▸ **Brief**: Return every line of the rows below that contains the string "hand", treating uppercase and lowercase letters as different.

[Excerpts of labeled region data]
——

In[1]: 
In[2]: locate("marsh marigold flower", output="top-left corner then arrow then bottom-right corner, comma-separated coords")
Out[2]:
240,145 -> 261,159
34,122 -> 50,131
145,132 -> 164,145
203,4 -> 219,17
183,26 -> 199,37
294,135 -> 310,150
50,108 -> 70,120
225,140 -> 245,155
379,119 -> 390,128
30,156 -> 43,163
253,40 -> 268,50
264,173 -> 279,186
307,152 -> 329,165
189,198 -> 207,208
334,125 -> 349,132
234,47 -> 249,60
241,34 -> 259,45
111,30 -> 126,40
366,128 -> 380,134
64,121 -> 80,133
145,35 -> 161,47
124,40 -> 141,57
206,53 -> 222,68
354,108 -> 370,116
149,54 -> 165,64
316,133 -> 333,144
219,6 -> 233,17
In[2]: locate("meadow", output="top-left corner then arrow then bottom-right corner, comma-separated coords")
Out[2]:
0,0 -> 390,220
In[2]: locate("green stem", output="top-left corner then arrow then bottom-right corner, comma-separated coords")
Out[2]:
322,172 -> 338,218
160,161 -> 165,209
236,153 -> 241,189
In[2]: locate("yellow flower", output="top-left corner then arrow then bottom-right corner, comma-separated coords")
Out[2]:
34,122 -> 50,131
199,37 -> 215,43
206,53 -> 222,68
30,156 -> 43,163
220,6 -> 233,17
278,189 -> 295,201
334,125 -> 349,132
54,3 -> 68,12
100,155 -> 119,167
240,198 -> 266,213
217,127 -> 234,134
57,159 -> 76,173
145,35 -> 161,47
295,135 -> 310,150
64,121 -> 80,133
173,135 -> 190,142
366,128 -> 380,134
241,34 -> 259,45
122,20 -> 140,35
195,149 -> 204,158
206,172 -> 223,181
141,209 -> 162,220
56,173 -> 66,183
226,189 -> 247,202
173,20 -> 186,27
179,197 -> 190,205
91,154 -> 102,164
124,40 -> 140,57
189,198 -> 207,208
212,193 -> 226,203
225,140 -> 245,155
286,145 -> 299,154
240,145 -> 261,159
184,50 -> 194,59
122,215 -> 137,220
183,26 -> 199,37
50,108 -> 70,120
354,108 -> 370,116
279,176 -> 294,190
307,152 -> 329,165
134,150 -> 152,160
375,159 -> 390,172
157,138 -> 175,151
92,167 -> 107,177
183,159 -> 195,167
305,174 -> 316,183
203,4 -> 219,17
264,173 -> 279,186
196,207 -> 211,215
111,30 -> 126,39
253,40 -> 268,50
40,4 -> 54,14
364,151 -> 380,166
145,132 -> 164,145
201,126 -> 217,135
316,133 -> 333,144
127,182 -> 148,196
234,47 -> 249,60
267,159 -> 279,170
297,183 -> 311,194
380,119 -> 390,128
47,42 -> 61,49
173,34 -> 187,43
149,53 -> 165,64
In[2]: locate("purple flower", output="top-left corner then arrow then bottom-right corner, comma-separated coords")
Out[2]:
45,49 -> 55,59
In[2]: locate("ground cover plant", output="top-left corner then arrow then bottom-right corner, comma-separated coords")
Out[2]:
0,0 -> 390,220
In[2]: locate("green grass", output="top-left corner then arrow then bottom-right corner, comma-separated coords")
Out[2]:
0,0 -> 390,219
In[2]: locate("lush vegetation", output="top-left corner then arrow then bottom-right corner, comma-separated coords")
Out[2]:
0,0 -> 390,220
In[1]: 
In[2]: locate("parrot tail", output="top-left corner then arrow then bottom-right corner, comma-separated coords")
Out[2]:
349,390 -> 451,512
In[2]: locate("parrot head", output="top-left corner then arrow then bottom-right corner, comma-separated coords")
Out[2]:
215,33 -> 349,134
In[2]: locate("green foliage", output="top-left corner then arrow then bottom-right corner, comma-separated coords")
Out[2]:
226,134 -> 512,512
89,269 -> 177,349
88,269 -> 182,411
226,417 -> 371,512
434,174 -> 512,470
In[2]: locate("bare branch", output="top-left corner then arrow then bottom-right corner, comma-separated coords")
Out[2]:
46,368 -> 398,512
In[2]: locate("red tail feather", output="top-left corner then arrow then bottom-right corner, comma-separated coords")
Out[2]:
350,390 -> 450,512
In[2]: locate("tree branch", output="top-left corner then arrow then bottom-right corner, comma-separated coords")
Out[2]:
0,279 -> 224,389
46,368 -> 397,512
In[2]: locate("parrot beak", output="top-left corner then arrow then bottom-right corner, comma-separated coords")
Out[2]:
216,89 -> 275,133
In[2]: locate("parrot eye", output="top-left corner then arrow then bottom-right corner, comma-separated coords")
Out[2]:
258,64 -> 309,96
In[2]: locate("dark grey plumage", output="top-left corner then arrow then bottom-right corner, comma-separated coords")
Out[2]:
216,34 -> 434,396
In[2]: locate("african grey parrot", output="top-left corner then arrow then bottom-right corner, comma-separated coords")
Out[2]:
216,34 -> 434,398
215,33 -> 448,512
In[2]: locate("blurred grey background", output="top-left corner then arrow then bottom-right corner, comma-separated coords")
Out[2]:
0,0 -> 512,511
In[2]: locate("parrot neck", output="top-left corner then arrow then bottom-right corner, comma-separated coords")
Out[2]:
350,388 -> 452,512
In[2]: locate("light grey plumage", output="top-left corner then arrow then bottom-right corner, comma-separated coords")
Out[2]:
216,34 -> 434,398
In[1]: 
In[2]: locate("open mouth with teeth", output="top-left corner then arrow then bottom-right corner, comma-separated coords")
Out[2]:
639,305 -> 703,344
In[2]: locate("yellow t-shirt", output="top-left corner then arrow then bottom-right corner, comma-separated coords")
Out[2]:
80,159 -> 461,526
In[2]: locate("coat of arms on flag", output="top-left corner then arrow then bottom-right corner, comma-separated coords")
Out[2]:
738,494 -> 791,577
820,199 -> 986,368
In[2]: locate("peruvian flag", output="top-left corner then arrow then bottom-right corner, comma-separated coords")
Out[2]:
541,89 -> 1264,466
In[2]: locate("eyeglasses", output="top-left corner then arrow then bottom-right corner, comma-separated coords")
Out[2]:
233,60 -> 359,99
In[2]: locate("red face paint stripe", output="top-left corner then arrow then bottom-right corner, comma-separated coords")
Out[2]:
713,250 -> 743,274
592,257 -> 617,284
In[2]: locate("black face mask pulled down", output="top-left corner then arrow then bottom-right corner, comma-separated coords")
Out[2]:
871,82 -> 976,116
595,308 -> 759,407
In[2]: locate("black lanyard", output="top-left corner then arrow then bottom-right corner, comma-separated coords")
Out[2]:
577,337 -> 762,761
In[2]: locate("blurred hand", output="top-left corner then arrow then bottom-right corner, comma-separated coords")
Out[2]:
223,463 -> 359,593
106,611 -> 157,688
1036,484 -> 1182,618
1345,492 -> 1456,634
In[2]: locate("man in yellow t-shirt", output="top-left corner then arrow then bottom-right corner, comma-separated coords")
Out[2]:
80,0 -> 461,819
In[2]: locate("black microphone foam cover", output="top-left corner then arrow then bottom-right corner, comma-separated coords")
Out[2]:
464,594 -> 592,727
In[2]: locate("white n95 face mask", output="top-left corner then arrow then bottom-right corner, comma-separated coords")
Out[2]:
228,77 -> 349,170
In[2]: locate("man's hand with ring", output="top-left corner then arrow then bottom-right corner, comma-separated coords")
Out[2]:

——

▸ **Solution to the problem**:
In[2]: locate("blurred hand", output="top-left corner then arrow then bottom-right corner, comma-separated coords")
In[2]: locate("man's hand with ring", output="top-left corner then arrow then bottom-right corner, comma-separated coords")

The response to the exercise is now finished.